__Exercise instructions__: Write out the data again in full, exactly as it reads.

__Exercise input__:
>> Begin

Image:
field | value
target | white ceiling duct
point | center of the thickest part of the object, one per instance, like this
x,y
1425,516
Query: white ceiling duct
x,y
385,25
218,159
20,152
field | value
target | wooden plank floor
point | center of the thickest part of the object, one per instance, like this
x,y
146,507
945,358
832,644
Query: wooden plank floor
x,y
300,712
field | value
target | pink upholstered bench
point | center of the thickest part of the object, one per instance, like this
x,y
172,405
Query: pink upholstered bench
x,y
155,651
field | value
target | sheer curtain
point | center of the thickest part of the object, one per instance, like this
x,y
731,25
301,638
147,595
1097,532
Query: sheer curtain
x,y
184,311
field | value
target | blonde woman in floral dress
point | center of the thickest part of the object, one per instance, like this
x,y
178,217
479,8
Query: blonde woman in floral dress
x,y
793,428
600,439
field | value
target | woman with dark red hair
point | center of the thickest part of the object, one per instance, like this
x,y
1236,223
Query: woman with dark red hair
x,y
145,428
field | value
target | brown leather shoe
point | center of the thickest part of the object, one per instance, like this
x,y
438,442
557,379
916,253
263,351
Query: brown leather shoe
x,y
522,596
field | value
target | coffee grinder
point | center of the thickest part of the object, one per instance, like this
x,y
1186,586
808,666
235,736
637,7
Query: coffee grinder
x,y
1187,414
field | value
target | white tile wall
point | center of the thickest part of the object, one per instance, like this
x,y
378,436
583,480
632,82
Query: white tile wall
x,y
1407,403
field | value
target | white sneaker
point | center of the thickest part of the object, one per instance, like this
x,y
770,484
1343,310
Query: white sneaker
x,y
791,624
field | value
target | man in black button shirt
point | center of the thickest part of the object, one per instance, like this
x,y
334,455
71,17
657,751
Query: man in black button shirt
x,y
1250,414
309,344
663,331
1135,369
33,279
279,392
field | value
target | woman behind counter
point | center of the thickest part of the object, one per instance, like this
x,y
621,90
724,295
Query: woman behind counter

>> End

__Response__:
Image:
field | value
target | white ceiling duct
point | center of the thickest part of the object, one per instance, like this
x,y
1425,516
Query: white ceiling duct
x,y
385,25
218,159
20,152
field | value
target | wooden plank floor
point | center of the thickest part of the object, one per instance, like this
x,y
146,507
945,358
832,644
Query: wooden plank floor
x,y
300,712
field | value
target | pink upholstered bench
point | center of the thickest part of the object, one per instance, like this
x,y
172,405
Query: pink upholstered bench
x,y
155,651
field | value
target | sheer curtain
point | center of the thickest part of the object, one per instance, like this
x,y
731,25
301,638
147,595
1097,532
Query: sheer curtain
x,y
184,311
field | value
target | blonde woman in floral dress
point | center of the thickest part of the object, one per instance, like this
x,y
178,217
479,8
Query: blonde woman in floral dress
x,y
793,428
600,439
field | value
target | woman with dark red hair
point | center of the thickest part of the object, one per instance, like this
x,y
1236,223
Query: woman with dark red hair
x,y
145,428
field | value
target | brown leather shoe
point | center of the thickest part of the object, one per instance, like this
x,y
438,442
557,379
916,253
263,351
Query: brown leather shoe
x,y
522,596
field | value
target | coffee grinder
point | center of the thickest part of the object, one per instance, like this
x,y
1186,586
808,666
235,736
637,7
Query: coffee grinder
x,y
1187,414
field | value
target | white tile wall
point | center of the thickest part of the object, one per instance, like this
x,y
378,436
583,480
632,82
Query: white tile wall
x,y
1407,403
field | value
target | white sneaker
point | center of the thickest part of the object, one per instance, like this
x,y
770,484
1343,310
Query: white sneaker
x,y
791,624
field | value
target | man in black button shirt
point | center of the thickest part of the object, one per instance, like this
x,y
334,455
71,17
657,751
Query: man in black button shirt
x,y
1250,414
309,344
663,331
1135,369
33,279
279,392
field | value
target | woman behind counter
point | center of the thickest part of the object, one per instance, like this
x,y
621,90
724,295
Query: woman behind counter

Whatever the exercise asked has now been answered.